_Reading passage:_
%%
Chapter 1 Introduction

This chapter gives a brief introduction to programming in general (what is programming, and why should we know how to program?) before introducing the R programming language and its history.

1.1 Programming

Programming is the way of telling a computer how to do certain things by giving it (unambiguous) instructions. The person who writes these instructions (you) is called a programmer, the instructions itself are called a program. Instructions can be written in many different ways, depending on the task which has to be done. The format in which instructions are written are called programming languages.

Why should I learn to code? Nowadays, tech is everywhere: in laptops and smartphones, the display panel at the bus stop, the automatic doors at this university, and even in your coffee machine. Learning to code improves your problem-solving and logical skills and teaches you how to efficiently solve a specific problem. You’ll quickly see that there is a solution for everything and being able to write small or large programs will make things (much!) easier. Spending less time on solving a complex and/or repetitive problem gives you more time to learn new things, think outside the box, and to develop new and interesting (research) questions.

Furthermore, being able to code will also increase your chances on the job market. Understanding what programs can do and how they can be deployed is more and more required in companies of all sizes and sectors. Even if you might not be employed as a full-time programmer; having a programming background helps you to improve communication, e.g., between you and your colleagues, customers, or teammates.
%%
Excerpts of location labeling data
%%
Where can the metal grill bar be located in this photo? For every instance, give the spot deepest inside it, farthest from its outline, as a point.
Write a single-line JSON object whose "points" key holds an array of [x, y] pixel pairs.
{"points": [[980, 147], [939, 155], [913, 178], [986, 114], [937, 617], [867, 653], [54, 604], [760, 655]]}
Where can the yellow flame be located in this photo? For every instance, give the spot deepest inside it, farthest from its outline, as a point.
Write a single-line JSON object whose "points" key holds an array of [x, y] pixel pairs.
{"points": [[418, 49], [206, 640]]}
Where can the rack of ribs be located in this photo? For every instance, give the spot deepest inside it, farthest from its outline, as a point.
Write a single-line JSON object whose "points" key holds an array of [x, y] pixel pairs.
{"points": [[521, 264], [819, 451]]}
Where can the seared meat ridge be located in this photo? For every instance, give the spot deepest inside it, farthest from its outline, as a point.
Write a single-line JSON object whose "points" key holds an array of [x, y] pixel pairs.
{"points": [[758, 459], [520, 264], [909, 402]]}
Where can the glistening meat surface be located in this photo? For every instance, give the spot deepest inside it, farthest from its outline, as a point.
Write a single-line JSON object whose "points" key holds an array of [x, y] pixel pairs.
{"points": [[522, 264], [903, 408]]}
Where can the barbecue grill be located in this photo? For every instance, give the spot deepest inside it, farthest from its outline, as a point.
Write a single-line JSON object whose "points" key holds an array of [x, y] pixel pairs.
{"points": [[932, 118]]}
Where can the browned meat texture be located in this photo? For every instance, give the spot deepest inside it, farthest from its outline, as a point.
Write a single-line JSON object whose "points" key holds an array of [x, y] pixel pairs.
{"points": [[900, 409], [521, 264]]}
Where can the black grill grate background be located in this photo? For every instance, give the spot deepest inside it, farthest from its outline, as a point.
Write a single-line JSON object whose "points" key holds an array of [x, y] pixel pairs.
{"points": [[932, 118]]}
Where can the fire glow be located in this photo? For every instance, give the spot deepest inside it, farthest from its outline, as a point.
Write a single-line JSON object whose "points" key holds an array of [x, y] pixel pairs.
%%
_Tasks:_
a – List every place or device that the introduction to programming gives as an example of where tech can be found today.
b – Tally the lines of the listing that contain the string "grill", treating uppercase and lowercase as different, and give only the number.

_Solutions to the tasks:_
a – laptops, smartphones, the display panel at the bus stop, the automatic doors at this university, the coffee machine

b – 3